Start of Exercise data

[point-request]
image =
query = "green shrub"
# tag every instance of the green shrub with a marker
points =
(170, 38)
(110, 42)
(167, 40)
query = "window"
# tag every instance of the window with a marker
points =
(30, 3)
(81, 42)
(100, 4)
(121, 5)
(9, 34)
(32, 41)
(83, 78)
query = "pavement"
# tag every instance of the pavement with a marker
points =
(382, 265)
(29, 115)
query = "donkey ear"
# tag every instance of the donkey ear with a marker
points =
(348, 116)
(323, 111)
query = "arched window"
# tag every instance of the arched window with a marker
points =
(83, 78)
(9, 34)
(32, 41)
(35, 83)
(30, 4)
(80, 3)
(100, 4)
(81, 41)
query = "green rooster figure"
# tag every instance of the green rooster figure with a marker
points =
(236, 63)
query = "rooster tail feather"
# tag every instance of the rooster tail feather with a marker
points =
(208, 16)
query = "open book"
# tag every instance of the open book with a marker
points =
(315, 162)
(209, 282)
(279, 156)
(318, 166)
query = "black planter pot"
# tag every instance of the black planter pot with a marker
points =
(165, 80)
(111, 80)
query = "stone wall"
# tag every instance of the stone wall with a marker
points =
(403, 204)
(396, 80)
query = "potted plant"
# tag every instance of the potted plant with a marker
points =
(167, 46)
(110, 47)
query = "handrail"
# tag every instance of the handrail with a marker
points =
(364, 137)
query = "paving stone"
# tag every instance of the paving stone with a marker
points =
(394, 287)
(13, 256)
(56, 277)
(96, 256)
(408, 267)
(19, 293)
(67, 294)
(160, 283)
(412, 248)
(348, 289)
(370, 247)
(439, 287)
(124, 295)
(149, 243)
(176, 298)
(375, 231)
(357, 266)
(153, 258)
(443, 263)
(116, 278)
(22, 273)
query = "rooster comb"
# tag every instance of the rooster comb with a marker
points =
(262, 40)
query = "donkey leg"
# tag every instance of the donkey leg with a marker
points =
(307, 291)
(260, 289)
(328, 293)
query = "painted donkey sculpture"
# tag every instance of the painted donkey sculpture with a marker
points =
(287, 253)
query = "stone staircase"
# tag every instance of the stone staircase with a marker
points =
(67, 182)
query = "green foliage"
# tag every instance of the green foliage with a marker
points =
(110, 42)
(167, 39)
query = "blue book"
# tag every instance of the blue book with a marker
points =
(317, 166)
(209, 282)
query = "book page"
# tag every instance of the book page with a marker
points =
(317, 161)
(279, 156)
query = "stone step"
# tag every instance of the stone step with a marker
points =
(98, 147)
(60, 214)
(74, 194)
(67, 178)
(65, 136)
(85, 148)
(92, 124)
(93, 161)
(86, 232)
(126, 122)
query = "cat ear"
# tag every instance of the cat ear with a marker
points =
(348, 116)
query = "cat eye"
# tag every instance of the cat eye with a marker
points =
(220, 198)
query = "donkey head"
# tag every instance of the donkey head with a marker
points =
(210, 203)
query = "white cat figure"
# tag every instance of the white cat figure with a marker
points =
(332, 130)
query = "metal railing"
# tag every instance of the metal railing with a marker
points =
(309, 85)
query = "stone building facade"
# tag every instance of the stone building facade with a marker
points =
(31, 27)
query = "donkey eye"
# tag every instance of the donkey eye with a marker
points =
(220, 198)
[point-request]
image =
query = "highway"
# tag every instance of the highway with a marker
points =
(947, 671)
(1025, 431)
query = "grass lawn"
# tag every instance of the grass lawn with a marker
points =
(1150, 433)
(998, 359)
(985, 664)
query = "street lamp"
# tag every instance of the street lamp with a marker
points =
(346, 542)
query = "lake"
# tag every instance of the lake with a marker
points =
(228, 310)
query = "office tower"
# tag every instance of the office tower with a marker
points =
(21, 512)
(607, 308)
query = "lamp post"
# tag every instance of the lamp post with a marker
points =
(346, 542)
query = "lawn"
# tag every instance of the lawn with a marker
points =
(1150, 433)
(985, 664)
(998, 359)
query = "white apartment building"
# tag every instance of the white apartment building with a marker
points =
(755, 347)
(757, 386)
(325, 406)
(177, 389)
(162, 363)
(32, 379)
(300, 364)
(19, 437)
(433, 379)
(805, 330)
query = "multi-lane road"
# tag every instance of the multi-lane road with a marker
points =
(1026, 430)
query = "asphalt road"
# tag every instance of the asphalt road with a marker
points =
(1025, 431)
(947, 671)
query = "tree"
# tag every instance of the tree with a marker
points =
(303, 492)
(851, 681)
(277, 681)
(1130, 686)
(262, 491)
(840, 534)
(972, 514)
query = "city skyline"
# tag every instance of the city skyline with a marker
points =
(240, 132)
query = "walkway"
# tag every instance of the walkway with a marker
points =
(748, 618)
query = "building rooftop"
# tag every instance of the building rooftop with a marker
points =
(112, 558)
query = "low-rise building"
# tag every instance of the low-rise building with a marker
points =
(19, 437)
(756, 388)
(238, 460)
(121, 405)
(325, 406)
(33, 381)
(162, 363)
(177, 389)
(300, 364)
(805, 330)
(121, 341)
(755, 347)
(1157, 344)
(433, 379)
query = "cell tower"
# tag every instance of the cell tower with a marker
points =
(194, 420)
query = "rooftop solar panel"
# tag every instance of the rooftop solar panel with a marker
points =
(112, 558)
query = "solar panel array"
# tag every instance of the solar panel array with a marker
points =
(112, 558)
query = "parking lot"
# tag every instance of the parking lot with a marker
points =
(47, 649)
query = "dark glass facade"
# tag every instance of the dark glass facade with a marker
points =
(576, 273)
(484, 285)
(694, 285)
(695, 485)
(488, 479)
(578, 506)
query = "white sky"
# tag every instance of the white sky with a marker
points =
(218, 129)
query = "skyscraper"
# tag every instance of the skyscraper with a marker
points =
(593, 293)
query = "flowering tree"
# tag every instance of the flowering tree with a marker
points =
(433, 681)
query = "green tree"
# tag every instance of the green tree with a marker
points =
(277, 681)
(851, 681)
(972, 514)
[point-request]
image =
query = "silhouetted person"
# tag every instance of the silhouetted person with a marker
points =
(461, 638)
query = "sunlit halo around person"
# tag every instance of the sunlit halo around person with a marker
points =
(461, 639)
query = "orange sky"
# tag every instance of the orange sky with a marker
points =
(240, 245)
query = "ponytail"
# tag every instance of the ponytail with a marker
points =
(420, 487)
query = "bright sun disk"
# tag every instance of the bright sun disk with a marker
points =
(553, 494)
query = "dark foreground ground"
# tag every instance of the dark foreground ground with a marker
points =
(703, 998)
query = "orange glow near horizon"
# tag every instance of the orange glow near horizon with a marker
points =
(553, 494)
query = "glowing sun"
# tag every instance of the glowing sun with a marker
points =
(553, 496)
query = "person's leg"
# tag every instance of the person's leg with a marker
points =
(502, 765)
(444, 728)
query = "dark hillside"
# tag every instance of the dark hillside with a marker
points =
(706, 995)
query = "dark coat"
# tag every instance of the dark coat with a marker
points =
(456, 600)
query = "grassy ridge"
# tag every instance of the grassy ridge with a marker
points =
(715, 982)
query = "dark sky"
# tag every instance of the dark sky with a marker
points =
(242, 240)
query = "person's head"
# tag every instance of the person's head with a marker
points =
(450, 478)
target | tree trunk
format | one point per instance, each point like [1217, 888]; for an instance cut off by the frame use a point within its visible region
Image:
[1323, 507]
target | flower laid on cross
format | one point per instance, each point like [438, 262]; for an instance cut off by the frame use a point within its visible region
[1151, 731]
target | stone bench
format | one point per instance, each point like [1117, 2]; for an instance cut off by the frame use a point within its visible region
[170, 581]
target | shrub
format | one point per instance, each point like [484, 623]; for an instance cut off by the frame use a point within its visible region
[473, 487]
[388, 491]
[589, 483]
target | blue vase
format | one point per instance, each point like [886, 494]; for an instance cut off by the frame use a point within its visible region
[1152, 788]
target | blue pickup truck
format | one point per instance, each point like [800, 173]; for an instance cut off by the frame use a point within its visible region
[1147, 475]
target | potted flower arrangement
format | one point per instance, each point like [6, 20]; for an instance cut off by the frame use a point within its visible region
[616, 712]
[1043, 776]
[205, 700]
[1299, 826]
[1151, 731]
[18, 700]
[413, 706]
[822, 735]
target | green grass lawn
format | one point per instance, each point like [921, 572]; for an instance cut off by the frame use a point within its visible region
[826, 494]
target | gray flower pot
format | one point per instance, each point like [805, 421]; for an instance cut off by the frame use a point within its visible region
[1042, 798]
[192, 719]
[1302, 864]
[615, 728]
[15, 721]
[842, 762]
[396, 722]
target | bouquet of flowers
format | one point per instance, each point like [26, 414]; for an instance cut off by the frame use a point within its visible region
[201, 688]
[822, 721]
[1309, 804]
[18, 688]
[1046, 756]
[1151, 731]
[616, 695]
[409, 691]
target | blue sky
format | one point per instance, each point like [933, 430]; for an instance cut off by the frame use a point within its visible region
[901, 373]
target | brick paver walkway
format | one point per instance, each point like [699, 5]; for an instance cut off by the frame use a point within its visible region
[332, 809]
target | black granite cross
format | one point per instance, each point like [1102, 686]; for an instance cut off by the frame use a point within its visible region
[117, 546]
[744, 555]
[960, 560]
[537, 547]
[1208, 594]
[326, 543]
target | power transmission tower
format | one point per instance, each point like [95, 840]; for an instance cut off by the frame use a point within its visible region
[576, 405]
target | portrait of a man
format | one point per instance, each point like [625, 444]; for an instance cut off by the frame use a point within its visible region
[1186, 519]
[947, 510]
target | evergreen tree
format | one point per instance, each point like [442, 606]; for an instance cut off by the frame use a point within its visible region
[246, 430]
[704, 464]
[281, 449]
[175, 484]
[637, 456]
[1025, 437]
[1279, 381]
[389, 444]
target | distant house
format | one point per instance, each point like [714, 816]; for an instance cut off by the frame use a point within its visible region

End of Exercise data

Restate the data word for word. Begin at its first line, end at the line that contains "# tag every instance of the open", and include both.

Result –
[point-request]
image =
query = "green shrub"
# tag every instance of the green shrub with a marker
points =
(170, 38)
(110, 42)
(167, 40)
query = "window"
# tag every instance of the window with a marker
points =
(30, 3)
(81, 42)
(100, 4)
(121, 5)
(9, 34)
(32, 41)
(83, 78)
query = "pavement"
# tag every instance of the pavement with a marker
points =
(382, 265)
(29, 115)
query = "donkey ear"
# tag every instance of the donkey ear with a marker
points =
(348, 116)
(323, 111)
query = "arched window"
# tag every instance of the arched window with a marker
points =
(83, 78)
(9, 34)
(32, 41)
(35, 83)
(30, 4)
(80, 3)
(100, 4)
(81, 41)
query = "green rooster figure"
# tag every instance of the green rooster figure with a marker
points =
(236, 63)
query = "rooster tail feather"
# tag every instance of the rooster tail feather with a marker
points =
(208, 16)
query = "open book"
# tag every instance of the open book with a marker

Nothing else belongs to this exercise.